··· SELECTED PASSAGE

Roberts-Smith joined The Ten Tenors from 2015 to 2017, and toured Australia, the US and Argentina with them.

Recorded DVD performances include Remendado in Carmen for Opera Australia in their 2013 Handa Opera on Sydney Harbour by ABC Classics, and Der Rosenkavalier recorded live at the Sydney Opera House.

In August 2014, he was invited to sing the national anthem at the National Memorial Service for the victims of Malaysia Airlines Flight 17, held at Melbourne's St Patrick's Cathedral. Prime Minister Tony Abbott and Governor-General Sir Peter Cosgrove attended the service joined by premiers and chief ministers, the public, and families of the victims.

Later that year, he toured China with the Australian International Opera Company as Count Almaviva in Mozart's The Marriage of Figaro. On the concert stage, he sang with the Queensland Symphony Orchestra in Messiah.

Roberts-Smith appeared opposite Emma Matthews in 2016 as Zurga in the West Australian Opera production of Bizet's Les pêcheurs de perles.

For Deutsche Oper Berlin he has appeared in over a dozen productions, including La traviata opposite Leo Nucci in August 2017, Il Barbiere di Siviglia in October 2017, Lady Macbeth of Mtsensk in April 2018, Rigoletto in May 2018 opposite Simon Keenlyside, Il viaggio a Reims in June 2018, and Andrea Chénier in November 2018.

In 2019, Roberts-Smith appeared in La traviata for West Australian Opera, understudied the role of Judge Turpin and performed in the TEG Life Like Company's Sweeney Todd starring Anthony Warlow and Gina Riley, performed Brahms' Requiem with the Sydney Philharmonia Choirs, the title role in The Marriage of Figaro for the Australian International Productions tour of China, and starred in Barry Conyngham's Australian opera Fly.

In October that year, Roberts-Smith performed the title character in the Australian premiere of The Enchanted Pig in collaboration with internationally renowned director Gale Edwards and Academy Award winning costume designer Tim Chappel. Performances took place in the Yarra Valley in regional Victoria as part of Australia's only international opera festival.

······
··· MATERIAL SHOWN

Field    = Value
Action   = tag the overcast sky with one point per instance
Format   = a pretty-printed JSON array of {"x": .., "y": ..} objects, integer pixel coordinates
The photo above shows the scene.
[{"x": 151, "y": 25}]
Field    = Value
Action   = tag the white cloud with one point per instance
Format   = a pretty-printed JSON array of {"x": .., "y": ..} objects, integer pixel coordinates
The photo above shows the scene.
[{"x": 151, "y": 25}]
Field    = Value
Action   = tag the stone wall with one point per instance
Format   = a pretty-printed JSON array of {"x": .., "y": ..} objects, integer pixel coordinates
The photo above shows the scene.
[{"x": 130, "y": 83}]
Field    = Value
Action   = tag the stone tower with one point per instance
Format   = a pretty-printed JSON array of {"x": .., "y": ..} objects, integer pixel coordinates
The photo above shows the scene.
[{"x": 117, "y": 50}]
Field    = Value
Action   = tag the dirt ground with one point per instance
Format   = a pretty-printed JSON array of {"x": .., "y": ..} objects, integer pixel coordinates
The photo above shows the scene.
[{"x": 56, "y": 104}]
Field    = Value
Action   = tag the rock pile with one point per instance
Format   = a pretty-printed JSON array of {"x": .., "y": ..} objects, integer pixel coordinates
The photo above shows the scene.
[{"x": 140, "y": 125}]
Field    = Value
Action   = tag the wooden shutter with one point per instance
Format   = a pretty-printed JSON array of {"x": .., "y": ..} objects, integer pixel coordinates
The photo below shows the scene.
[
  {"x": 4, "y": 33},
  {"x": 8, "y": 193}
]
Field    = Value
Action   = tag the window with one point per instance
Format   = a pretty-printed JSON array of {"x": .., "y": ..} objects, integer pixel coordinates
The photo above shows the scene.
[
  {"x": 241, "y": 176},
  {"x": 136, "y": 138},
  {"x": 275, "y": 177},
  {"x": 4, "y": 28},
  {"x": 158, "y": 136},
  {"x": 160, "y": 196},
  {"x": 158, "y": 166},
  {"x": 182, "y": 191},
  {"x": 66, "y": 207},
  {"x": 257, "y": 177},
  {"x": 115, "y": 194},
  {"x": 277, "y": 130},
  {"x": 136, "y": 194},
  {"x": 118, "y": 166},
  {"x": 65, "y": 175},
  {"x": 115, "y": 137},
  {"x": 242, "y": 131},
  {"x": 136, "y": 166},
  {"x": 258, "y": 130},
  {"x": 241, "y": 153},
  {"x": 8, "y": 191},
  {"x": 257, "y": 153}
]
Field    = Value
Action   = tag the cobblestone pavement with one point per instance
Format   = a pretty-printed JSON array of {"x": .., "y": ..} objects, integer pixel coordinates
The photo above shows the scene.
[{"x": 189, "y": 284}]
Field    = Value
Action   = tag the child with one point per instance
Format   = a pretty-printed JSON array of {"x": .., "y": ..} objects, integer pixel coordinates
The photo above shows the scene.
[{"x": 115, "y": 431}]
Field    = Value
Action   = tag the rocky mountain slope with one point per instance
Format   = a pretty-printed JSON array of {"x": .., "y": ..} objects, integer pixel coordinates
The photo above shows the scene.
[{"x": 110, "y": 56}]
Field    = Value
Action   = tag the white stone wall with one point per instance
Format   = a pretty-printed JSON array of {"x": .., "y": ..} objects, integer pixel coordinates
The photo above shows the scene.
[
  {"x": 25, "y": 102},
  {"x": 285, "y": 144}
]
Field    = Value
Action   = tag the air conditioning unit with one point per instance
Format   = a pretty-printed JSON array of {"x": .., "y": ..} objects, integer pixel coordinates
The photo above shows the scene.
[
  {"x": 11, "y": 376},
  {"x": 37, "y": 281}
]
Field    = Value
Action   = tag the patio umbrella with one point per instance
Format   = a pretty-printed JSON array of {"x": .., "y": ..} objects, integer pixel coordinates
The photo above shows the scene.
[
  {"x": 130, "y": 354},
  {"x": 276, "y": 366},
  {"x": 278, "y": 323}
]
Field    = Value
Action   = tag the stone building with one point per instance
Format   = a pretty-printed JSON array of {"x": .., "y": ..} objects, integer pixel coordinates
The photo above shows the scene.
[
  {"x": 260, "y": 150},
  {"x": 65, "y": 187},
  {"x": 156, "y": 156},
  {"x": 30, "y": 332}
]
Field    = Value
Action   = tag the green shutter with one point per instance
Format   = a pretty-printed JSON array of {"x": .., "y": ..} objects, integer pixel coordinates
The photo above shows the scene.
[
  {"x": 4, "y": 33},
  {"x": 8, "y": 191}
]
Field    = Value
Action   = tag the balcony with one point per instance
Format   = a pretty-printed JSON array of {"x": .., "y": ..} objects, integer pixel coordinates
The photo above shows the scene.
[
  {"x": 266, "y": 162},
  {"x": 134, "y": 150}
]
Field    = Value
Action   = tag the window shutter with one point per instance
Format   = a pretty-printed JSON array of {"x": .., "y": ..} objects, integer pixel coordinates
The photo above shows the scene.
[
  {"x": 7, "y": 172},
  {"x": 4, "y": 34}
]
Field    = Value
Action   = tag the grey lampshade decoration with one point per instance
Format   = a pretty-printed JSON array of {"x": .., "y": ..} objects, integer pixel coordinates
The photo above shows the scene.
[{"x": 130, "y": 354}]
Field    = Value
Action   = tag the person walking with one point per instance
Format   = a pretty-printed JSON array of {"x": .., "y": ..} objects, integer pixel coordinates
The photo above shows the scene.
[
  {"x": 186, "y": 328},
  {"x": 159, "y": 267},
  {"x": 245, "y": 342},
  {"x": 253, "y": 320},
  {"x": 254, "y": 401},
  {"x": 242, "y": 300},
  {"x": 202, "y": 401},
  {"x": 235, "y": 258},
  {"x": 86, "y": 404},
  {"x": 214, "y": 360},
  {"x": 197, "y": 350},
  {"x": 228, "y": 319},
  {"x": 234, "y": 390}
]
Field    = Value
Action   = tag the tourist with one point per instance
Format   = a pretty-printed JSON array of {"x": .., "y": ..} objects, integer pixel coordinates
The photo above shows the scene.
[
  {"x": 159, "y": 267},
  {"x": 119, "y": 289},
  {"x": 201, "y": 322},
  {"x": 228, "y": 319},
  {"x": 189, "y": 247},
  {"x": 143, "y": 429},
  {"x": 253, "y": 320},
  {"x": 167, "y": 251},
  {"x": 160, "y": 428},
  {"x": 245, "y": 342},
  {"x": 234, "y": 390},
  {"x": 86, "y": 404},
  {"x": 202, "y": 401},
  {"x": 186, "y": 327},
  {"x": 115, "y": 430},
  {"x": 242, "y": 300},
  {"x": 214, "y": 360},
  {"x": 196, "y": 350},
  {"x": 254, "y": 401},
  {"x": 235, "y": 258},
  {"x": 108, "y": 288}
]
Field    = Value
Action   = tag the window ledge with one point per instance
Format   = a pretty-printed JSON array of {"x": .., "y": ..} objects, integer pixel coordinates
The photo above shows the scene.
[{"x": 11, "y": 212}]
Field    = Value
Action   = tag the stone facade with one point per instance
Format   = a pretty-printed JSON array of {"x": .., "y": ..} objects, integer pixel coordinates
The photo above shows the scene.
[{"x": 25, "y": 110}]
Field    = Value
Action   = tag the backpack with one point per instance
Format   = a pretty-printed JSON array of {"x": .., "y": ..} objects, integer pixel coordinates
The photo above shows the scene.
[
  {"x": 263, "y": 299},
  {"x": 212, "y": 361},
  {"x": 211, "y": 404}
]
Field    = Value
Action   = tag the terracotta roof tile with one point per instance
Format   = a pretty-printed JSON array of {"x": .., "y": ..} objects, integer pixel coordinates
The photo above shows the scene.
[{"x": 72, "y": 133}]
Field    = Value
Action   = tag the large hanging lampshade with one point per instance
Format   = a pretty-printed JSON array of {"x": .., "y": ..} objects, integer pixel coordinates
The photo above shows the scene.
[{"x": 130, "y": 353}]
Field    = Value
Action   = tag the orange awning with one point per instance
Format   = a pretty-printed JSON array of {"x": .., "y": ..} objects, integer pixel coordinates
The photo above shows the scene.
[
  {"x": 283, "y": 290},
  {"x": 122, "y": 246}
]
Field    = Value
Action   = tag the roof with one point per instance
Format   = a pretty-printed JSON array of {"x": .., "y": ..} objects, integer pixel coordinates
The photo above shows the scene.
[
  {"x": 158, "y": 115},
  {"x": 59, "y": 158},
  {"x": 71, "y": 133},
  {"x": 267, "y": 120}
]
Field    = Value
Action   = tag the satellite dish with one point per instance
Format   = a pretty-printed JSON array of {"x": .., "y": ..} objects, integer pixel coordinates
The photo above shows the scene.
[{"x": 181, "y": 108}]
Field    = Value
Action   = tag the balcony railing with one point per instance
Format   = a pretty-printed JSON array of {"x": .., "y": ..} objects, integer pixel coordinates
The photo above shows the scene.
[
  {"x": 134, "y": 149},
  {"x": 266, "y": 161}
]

······

WHAT YOU NEED TO DO =>
(a) According to the passage on Roberts-Smith's career, where was the National Memorial Service for the victims of Malaysia Airlines Flight 17 held?
(b) Continue the passage on Roberts-Smith's career, starting after its final sentence.

ANSWERS PER TASK =>
(a) At Melbourne's St Patrick's Cathedral.

(b)
2020 saw Roberts-Smith perform in the historic timber town of Jarrahdale at ‘Opera at the Mill’, a joint venture between West Australian Opera and the Shire of Serpentine. In March, Roberts-Smith travelled to São Paulo, Brazil, to again perform with The Ten Tenors. Due to the global spread of COVID-19, the tour was cancelled before performances took place. In October 2020, as West Australian social distancing restrictions eased, Roberts-Smith performed the role of Guglielmo in Mozart's Così fan tutte for West Australian Opera, the first major opera company to return to live performance with a fully staged production in Australia.

== Accolades ==
He has won numerous Australian and international awards, including the Joan Sutherland Vocal Scholarship, first place in the 2009 Australian Singing Competition, Symphony Australia Young Vocalist Award, Best Performance Award at the 2014 Paris Opera Awards, and the inaugural Deutsche Oper Berlin Award in 2016. In 2015 the West Australian Opera selected Roberts-Smith as a Mentored Artist in 2015. In 2021, he made the dean's list at Edith Cowan University School of Business and Law.